* ENUNCIADO A: Transcreve o trecho do texto sobre as recordações de infância que vai de "Estou só e silenciosamente" até "essa luta desigual?", substituindo "recordações" por "memórias".
* ENUNCIADO B: Continua o texto sobre as recordações de infância a partir do ponto em que termina.

* TEXTO DE ORIGEM:
++++++++++

Estou só e silenciosamente a meditar, naquelas “velhas” e saudosas recordações de infância, que trago gravadas até aos dias de hoje. Daí eu partilhar convosco, estas rememorações, de tempos que já não voltam. Quero manifestar, dividir, com todos vós, essas lembranças, todos esses fascículos que ficaram por escrever, interrogações sem fim, separações, despedidas…que brotam da minha já cansada memória e que julgo terem sido verídicas, porque se fossem uma ilusão, não poderiam resistir ao tempo nem magoarem tanto. Se fossem apenas a criação imaginária de um espelho, elas não seriam aquele foco, que me tem atraído, constantemente, até à exaustão. Será a razão, a técnica ou o pensamento despidos do afeto que são capazes de ganhar essa luta desigual?

++++++++++

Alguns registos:
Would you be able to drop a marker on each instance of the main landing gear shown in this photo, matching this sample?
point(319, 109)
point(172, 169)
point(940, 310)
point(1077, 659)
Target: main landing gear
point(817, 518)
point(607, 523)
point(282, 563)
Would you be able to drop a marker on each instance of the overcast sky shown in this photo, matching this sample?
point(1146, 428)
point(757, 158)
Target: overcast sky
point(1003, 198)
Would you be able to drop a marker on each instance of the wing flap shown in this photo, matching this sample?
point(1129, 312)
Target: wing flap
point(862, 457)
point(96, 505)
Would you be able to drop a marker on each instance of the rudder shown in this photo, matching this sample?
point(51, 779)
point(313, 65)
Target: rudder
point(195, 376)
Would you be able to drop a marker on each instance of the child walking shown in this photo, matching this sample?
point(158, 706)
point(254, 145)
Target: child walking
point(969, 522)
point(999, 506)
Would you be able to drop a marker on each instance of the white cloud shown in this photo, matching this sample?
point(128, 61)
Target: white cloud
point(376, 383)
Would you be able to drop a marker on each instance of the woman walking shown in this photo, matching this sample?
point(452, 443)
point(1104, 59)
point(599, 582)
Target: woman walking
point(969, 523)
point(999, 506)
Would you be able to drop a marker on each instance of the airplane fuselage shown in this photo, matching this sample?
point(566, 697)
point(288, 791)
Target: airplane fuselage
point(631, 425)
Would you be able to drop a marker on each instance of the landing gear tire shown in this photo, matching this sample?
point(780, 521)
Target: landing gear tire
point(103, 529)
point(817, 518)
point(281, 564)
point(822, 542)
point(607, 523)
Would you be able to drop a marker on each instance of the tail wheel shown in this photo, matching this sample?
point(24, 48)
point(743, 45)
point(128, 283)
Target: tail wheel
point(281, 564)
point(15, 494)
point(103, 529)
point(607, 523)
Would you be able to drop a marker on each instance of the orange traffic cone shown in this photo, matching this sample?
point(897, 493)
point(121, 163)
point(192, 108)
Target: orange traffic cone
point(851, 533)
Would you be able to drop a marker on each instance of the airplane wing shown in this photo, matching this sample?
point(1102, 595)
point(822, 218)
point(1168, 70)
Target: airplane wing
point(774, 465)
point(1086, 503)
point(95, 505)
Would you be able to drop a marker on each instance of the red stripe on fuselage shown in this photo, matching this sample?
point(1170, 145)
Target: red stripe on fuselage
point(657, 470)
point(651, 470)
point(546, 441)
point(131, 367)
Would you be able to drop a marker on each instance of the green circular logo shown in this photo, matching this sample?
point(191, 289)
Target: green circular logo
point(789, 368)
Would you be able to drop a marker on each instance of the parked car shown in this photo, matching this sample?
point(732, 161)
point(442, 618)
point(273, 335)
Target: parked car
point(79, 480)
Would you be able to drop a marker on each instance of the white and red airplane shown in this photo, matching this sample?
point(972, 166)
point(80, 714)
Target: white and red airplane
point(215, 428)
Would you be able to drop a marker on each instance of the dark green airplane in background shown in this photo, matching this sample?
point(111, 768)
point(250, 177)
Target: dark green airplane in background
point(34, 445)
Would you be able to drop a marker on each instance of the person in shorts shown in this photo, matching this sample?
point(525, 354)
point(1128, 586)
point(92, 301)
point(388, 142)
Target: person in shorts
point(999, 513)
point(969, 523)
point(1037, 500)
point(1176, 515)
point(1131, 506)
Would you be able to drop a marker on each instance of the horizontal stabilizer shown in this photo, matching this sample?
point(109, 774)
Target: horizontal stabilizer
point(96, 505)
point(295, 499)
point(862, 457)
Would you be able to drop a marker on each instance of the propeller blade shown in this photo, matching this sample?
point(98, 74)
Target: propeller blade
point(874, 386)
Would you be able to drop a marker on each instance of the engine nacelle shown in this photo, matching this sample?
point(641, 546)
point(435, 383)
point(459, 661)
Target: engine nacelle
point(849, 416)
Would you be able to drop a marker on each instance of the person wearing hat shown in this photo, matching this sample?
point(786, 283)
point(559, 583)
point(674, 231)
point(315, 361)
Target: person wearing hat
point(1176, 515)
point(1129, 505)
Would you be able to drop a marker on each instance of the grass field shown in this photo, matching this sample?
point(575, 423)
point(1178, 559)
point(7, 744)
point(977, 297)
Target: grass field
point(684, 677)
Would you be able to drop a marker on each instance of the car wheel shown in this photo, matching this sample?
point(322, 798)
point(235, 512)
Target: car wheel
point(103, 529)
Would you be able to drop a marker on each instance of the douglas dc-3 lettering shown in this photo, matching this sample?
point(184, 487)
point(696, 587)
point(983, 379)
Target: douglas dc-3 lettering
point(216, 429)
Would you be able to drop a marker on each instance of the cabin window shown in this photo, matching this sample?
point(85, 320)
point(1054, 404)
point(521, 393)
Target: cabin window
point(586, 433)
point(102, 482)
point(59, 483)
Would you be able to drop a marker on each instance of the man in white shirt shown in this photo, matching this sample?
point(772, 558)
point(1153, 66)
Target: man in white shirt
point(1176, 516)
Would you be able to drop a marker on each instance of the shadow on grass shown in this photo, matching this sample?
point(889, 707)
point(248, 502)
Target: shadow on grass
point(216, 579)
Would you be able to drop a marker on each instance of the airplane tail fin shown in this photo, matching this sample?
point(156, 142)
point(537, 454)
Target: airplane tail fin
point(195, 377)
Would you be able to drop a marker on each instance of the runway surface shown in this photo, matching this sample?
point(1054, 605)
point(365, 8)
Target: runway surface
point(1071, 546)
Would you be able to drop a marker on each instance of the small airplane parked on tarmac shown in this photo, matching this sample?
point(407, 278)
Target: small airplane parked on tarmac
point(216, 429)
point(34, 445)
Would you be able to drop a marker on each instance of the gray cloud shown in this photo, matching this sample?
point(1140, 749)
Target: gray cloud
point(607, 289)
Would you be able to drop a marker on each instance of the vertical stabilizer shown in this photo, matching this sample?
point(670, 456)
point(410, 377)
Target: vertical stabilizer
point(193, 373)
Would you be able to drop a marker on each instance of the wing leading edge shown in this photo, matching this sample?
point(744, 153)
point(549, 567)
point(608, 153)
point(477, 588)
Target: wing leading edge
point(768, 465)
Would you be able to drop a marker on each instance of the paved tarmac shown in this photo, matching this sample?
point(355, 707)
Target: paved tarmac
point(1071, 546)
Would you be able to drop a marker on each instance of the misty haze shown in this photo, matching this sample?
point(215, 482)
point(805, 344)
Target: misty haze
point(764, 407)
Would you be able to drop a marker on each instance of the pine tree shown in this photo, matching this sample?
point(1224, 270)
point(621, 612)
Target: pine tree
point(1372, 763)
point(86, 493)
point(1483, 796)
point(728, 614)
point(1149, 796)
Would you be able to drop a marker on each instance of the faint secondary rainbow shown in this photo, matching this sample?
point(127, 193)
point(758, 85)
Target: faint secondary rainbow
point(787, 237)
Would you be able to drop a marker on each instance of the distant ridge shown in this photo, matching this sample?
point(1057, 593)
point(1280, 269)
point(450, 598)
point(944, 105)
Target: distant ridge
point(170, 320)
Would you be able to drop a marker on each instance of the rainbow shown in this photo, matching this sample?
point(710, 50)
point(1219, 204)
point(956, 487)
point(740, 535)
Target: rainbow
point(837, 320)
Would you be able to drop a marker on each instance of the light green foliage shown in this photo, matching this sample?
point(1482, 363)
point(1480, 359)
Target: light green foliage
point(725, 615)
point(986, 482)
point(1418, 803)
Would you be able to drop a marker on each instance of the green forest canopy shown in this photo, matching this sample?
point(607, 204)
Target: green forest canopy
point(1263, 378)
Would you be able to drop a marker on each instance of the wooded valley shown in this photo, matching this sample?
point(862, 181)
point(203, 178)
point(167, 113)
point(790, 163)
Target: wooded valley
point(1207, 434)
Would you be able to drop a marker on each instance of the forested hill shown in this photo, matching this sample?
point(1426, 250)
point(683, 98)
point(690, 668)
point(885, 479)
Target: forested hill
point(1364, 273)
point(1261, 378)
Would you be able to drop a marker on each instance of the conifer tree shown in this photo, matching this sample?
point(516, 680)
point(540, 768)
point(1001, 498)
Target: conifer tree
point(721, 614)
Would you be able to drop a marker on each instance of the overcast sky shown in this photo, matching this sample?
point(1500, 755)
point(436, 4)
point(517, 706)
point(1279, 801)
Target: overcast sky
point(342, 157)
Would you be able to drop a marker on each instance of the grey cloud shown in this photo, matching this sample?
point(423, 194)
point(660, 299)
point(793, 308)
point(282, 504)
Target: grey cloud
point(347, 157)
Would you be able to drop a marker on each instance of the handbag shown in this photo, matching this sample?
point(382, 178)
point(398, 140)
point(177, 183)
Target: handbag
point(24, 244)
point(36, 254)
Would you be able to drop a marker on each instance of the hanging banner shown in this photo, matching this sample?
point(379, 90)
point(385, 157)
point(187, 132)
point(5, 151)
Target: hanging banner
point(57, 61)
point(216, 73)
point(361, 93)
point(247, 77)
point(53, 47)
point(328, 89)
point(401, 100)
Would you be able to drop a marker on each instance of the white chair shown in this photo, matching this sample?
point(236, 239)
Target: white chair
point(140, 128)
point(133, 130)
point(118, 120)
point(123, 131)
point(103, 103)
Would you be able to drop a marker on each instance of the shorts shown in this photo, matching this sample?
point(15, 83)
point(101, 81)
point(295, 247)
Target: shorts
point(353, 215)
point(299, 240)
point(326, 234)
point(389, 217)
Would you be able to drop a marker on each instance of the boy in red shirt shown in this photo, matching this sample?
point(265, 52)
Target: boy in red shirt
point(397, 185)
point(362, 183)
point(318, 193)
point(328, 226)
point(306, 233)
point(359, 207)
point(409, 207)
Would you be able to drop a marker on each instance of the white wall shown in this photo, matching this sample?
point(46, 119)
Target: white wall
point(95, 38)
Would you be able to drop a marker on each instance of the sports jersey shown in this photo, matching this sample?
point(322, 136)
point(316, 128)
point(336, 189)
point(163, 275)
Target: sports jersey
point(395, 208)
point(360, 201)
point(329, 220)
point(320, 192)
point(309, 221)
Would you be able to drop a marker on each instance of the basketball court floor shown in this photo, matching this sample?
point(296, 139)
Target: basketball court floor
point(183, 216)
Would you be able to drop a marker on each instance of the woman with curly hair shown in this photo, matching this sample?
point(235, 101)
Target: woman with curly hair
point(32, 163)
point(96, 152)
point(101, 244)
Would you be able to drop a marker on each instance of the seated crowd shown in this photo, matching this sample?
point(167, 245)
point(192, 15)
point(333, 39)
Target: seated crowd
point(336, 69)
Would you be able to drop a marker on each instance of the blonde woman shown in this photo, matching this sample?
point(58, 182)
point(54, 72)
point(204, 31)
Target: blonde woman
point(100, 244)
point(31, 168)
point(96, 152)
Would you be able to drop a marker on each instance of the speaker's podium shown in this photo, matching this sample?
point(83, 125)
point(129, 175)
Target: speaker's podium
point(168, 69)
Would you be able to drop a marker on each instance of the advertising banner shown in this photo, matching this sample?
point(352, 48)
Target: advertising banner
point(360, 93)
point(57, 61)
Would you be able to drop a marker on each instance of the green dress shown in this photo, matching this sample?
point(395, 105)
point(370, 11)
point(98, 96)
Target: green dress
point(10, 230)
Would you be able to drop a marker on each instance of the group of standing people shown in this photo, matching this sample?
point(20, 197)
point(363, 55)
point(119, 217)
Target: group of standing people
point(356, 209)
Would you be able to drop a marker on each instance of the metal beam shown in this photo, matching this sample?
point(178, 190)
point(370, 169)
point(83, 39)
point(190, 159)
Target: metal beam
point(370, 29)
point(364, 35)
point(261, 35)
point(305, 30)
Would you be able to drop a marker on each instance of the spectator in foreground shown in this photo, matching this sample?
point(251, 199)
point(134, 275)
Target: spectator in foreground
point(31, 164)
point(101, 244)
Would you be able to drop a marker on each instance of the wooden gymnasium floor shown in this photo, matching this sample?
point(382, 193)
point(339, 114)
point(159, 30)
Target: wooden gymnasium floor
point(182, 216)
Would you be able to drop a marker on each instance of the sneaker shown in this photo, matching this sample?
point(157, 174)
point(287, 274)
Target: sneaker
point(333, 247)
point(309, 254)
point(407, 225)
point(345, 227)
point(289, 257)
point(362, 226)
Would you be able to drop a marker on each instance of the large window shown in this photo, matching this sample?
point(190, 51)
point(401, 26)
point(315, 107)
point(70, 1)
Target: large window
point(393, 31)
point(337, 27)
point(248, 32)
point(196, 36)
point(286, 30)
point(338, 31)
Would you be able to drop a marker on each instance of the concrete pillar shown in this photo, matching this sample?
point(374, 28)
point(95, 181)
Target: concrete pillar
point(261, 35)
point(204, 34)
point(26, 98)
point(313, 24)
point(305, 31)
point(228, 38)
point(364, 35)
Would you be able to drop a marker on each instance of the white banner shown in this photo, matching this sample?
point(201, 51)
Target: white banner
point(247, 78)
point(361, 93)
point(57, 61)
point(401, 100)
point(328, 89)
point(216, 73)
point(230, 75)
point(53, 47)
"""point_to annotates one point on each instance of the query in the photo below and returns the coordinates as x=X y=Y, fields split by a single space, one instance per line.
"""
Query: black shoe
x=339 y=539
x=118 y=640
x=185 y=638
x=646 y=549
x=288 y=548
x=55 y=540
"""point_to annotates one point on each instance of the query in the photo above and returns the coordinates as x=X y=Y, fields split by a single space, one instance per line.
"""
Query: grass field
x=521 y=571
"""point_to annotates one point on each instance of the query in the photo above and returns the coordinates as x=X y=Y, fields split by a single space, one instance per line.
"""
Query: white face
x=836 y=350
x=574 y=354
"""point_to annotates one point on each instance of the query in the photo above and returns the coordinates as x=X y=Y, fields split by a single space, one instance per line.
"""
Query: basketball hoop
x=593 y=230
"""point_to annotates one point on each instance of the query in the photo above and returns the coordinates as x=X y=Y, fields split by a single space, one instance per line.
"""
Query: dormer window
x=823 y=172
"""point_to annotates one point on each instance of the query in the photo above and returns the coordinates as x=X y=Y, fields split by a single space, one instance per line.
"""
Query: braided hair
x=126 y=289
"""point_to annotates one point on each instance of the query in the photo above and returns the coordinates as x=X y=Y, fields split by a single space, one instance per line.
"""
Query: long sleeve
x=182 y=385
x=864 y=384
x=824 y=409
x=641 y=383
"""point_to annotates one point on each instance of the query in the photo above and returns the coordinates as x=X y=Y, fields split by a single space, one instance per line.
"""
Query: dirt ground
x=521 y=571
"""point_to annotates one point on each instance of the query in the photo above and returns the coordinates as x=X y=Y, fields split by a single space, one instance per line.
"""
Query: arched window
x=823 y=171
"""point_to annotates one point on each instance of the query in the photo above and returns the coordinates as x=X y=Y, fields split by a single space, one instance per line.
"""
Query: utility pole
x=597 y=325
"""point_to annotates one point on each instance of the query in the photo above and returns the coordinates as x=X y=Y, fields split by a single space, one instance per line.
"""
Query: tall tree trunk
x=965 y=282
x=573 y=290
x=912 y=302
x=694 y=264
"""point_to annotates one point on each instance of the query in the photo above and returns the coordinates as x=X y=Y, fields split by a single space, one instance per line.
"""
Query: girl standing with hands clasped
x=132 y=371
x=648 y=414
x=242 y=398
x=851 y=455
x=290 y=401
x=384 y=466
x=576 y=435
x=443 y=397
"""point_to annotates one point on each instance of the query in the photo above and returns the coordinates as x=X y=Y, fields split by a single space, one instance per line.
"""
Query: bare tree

++++++++++

* RESPOSTA A:
Estou só e silenciosamente a meditar, naquelas “velhas” e saudosas memórias de infância, que trago gravadas até aos dias de hoje. Daí eu partilhar convosco, estas rememorações, de tempos que já não voltam. Quero manifestar, dividir, com todos vós, essas lembranças, todos esses fascículos que ficaram por escrever, interrogações sem fim, separações, despedidas…que brotam da minha já cansada memória e que julgo terem sido verídicas, porque se fossem uma ilusão, não poderiam resistir ao tempo nem magoarem tanto. Se fossem apenas a criação imaginária de um espelho, elas não seriam aquele foco, que me tem atraído, constantemente, até à exaustão. Será a razão, a técnica ou o pensamento despidos do afeto que são capazes de ganhar essa luta desigual?

* RESPOSTA B:
Óh que recordações meu Deus!, a envolverem lugares, terras, ocorrências passadas com pessoas, misturada com a fragrância da terra molhada, dos amigos de escola, das feridas causadas em “berridas” e nas “baçulas”, dos “trumunos” com bolas de borracha e de catchú, da Feira Popular, que ficava ali para os lados da avenida Lisboa em Luanda e de centenas de lugares, que me marcaram para todo o sempre! Óh…como me recordo de tudo! Estava a lembrar-me daquelas corridas de carros, onde tínhamos que “bater” num manípulo, para que uma bola passasse dentro de uma espécie de cesto que fazia o carro lá em cima avançar. E quando era mesmo pequeno adorava andar nos Póneis e numa pista que lá havia que fazia um 8 e uma parte passava por cima tipo viaduto.
Lembro-me também que os meus Pais ralhavam comigo por ficar acordado até mais tarde a ler os livros aos quadradinhos do Mandrake, Cisco Kid, Major Alvega, Fantasma, etc. etc.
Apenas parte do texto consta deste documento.